▶ [Document passage]:
January 16, 2009 11:55 am ET by Kyle Whelliston |
INDIANAPOLIS -- As we begin every Friday around here, a reminder that there's a chat over at ESPN today at 4 p.m. It's about American mid-major collegiate basketball, and I'm in it and so are you, and there's this one part when we're chillin' in my basement listening to old Wilco records. It's like a dream that hasn't happened yet.
It's also my last Friday chat for the foreseeable future. It's sort of a graveyard slot as far as ESPN chats go because everyone's left work already for the weekend. The number of hourly questions is down slightly from last year, but that's all my fault because I originally chose the time. Starting next week, I'm moving to Mondays at 4pm ET, which should give us a whole weekend to talk about. Going from to Fridays to Mondays... it's like The Sarah Connor Chronicles, but in reverse.
I know there's a core group that has made the Friday afternoon thing a routine (heck knows I'm one), so there's definitely going to be a mid-major interaction gap at the end of the week. With that in mind, and yesterday's talk about the return of the long-dormant return of the mailbag still fresh, we're going to spend Fridays copying and pasting.
Kyle, When talking about Butler's resume over at ESPN, where he tries to justify their seed (7) in bracketology, he brings up the argument that "As noted in this space last week, I also pay close attention -- especially for seeding -- to ASM (Adjusted Scoring Margin) data. ASM is more indicative of a team's overall quality, at least until conference standings help us sort out such things. For the three teams in question -- Xavier (+15.63 ppg), Baylor (+16.74 ppg) and Butler (+9.75 ppg) -- it's pretty clear which two have been more dominant." Do you buy this crap? How is this stat calculated? Doesn't this scoring margin thing reward beating down the worst teams on a BAD schedule, and doesn't it punish a team like Butler who takes a slower pace? Thanks, Chris
I'm the last person to ask about bracketology, I think the whole prediction industry is ridiculous. My position has been the same for years: shut up and enjoy the games, and let's talk about what happened afterwards. But I can understand what it's like to be tragically married to a certain methodology, and to claim absolute empirical truth -- that's something that's rampant in this business. When I hear a term like "Adjusted Scoring Margin," the first thing I think of is: well, who's doing the "adjusting?" Is it an expert? We deal in raw numbers here and don't assign style points. That's part of the reason we can't enter the figure-skating-judging world of absolute subjectivity that this "field" requires.
If you're following college basketball all year, you can probably get 95 percent of the teams bracketed right by Selection Sunday -- you even get 31 Bingo-board freebies -- and many bloggers do. But some of these upsarts are hitting the exact seeds on a more regular basis, Bracketography, B101 and March Madness All Season among them. They don't use ASM, as far as I know, and are a little more open-minded about methods. This is not a slight against Joe, a man I admire for building an empire out of nothing (I can relate), it's based on documented statistics. You know, real numbers.

▶ [Data lines]:

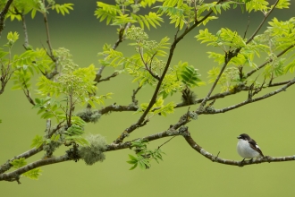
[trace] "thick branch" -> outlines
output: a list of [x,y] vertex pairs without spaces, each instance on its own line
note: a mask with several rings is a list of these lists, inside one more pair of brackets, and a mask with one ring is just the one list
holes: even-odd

▶ [What you are asked to do]: In the basketball blog post, to what day and time is the ESPN chat moving starting next week?

▶ [Exercise solution]: Mondays at 4 p.m. ET.